### EXERCISE DIRECTIONS
Once you find a line containing the word "shirt" in the entries below, copy it.

### DATASET EXCERPTS
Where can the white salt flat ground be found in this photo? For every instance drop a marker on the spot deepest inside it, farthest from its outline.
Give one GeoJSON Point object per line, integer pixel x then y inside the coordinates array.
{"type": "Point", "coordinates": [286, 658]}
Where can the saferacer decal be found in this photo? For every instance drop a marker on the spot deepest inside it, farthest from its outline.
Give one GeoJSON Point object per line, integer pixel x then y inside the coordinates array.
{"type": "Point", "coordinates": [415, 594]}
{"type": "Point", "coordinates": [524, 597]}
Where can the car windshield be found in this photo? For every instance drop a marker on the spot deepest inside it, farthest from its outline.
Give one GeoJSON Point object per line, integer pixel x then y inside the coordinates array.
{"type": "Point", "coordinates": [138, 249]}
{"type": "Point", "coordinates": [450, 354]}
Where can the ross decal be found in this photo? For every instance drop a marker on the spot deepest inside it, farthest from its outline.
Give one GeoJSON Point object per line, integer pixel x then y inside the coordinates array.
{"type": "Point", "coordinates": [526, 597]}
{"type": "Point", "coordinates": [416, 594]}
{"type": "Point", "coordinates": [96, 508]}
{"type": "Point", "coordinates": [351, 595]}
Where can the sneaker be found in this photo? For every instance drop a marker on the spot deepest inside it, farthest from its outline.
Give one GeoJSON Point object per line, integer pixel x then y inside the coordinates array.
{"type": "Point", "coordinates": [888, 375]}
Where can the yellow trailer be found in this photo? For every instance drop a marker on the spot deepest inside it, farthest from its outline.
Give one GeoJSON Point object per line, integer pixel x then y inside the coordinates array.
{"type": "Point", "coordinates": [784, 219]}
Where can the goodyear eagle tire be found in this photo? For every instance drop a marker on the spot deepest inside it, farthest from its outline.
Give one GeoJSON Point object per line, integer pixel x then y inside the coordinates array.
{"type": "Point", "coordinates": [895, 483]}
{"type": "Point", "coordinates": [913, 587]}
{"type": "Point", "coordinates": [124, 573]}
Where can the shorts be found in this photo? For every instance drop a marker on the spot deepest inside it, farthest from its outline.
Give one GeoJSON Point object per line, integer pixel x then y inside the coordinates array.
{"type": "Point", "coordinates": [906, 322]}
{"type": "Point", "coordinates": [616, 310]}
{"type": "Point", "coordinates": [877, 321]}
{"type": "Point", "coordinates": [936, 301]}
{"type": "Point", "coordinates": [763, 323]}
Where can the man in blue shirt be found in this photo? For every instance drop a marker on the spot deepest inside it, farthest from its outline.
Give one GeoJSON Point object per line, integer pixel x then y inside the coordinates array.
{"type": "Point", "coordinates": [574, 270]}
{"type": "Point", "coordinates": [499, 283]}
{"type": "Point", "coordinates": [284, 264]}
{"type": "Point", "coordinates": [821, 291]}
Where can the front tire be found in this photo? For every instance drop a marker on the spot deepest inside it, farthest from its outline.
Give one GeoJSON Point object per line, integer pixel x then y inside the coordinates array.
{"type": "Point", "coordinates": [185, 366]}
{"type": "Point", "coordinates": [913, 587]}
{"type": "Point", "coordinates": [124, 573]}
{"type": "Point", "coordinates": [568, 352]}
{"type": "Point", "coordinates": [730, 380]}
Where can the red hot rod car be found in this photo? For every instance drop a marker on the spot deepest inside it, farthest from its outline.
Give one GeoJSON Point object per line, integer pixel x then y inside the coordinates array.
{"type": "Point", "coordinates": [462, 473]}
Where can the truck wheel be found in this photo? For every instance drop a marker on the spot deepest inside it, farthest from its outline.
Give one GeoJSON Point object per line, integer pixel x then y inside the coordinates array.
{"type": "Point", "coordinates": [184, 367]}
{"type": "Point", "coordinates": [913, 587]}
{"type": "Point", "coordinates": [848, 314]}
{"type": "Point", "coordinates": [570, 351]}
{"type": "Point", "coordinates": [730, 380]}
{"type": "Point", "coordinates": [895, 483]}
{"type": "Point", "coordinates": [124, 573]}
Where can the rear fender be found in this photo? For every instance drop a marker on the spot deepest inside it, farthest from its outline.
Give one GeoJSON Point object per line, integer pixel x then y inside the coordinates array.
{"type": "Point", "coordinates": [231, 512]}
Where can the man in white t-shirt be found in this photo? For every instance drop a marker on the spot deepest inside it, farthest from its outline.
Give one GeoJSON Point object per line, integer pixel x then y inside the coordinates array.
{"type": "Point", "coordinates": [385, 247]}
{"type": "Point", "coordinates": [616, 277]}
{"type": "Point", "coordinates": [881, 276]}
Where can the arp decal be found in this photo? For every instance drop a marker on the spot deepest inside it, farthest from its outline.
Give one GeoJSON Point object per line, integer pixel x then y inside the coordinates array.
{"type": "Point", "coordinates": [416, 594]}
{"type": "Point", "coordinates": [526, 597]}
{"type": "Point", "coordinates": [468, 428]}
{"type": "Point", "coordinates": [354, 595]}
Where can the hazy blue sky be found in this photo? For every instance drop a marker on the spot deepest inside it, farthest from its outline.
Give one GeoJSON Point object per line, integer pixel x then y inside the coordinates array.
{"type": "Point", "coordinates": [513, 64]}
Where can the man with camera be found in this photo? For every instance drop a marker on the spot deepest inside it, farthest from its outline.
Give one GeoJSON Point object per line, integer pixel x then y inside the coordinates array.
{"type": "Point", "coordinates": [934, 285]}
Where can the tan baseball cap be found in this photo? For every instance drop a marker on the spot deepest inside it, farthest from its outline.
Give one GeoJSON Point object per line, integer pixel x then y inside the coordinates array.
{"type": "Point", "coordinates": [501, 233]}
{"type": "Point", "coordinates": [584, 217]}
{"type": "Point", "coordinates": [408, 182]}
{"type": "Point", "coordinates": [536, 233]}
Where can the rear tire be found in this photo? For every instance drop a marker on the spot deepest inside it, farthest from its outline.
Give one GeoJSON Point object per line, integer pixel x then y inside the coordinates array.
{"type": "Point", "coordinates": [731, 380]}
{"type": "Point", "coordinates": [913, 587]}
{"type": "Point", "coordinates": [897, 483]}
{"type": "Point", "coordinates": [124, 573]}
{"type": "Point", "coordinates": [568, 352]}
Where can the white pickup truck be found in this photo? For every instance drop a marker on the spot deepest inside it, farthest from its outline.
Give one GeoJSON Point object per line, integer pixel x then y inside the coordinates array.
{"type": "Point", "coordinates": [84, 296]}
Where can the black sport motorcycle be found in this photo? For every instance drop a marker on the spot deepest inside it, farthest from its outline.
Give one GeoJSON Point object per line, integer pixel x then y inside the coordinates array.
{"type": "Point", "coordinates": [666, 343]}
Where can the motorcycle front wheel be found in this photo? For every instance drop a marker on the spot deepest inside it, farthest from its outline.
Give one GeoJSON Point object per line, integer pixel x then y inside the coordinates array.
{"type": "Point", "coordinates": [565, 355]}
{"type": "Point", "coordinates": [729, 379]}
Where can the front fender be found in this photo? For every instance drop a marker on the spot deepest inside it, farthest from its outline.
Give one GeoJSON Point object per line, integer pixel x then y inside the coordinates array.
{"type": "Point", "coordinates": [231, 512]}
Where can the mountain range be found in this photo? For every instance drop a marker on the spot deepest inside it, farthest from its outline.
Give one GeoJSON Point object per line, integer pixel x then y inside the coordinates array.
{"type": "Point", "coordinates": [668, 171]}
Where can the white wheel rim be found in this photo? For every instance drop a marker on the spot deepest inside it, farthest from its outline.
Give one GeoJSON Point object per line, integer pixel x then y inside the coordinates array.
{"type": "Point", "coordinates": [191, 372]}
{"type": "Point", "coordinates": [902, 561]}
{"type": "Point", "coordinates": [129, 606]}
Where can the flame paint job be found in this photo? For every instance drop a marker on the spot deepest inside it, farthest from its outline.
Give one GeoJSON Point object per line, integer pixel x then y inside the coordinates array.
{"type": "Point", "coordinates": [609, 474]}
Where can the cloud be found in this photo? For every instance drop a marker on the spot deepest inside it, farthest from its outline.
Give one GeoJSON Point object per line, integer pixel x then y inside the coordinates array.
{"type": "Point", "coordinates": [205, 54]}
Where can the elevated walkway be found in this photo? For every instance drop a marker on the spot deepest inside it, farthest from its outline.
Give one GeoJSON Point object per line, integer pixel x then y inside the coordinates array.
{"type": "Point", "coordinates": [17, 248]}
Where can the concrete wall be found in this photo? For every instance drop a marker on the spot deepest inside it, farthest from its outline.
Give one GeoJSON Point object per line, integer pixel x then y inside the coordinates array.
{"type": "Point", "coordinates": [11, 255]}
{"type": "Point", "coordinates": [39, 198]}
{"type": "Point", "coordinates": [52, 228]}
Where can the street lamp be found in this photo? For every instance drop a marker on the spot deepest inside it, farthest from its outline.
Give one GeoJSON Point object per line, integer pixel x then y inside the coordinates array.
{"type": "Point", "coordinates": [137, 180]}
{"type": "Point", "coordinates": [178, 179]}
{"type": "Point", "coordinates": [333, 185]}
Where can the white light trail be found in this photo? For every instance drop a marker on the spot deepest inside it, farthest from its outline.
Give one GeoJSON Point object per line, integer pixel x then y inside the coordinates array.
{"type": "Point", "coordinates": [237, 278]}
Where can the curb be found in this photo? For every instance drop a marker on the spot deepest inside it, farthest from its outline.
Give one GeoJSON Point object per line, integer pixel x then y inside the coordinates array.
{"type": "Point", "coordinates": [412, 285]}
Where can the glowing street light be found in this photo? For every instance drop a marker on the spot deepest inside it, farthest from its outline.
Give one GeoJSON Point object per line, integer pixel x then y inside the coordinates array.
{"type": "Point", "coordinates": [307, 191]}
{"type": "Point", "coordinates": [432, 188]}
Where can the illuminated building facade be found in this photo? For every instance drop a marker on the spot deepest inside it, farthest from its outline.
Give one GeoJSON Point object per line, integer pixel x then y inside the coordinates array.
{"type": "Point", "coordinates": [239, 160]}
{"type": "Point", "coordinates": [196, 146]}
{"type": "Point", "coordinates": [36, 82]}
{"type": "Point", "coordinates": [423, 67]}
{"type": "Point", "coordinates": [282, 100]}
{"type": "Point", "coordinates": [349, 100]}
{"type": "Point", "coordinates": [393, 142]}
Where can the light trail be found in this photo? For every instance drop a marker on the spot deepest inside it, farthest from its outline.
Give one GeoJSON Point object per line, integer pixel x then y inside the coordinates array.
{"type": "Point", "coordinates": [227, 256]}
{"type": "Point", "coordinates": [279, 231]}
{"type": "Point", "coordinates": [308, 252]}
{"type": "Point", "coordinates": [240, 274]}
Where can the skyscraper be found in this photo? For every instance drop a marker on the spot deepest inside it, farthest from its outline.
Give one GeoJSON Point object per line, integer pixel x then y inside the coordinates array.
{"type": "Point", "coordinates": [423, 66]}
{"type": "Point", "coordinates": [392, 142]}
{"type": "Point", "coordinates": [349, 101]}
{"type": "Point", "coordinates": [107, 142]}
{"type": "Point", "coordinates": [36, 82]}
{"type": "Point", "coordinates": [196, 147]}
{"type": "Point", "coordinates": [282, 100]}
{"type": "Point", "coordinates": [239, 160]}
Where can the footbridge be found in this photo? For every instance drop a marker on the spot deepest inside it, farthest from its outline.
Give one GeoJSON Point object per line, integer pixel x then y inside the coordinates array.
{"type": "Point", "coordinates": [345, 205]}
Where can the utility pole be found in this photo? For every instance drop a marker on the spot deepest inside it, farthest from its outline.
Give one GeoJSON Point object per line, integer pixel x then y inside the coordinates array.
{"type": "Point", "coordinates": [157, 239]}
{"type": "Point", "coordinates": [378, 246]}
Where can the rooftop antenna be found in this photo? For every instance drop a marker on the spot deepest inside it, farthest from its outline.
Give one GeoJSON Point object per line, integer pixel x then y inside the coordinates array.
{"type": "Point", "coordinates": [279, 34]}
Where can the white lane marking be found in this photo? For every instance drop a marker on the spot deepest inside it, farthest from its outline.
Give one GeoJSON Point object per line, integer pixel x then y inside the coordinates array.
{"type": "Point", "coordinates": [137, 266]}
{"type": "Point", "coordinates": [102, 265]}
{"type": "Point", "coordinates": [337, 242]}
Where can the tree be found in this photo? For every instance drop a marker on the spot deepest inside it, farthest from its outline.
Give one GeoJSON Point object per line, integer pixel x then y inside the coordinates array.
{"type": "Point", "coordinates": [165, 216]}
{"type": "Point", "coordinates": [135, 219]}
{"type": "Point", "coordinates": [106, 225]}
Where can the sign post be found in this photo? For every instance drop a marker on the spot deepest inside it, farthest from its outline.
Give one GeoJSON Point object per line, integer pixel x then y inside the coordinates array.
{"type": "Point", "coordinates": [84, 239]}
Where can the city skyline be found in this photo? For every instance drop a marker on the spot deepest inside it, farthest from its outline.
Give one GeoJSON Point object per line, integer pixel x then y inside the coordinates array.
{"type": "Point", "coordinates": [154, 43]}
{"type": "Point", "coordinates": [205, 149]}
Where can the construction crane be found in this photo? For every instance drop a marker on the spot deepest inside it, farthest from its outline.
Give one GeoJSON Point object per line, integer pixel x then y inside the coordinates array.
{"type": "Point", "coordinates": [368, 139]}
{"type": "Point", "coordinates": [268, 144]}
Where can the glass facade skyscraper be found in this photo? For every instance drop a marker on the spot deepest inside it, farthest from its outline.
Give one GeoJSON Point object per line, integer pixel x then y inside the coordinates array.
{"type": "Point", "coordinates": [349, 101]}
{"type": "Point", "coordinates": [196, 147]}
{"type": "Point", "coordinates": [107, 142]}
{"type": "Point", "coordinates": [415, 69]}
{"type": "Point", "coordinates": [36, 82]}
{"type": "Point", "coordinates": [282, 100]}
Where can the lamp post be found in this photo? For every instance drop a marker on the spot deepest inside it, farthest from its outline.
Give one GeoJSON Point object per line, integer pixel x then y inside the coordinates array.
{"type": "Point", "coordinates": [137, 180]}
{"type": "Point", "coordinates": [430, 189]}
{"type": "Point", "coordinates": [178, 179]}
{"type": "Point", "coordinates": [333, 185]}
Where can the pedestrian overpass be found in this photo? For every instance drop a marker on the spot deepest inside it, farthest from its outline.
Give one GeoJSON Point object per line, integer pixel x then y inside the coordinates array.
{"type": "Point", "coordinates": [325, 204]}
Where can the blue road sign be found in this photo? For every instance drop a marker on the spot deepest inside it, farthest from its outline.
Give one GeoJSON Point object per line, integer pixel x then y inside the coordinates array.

### OUTPUT FOR THIS EXERCISE
Where can the man in blue shirt be found in this photo? For every instance drop a marker on the spot deepest inside it, farthest from its outline.
Where can the man in white t-shirt be found in this photo? For every instance drop a marker on the spot deepest inside it, farthest from its outline.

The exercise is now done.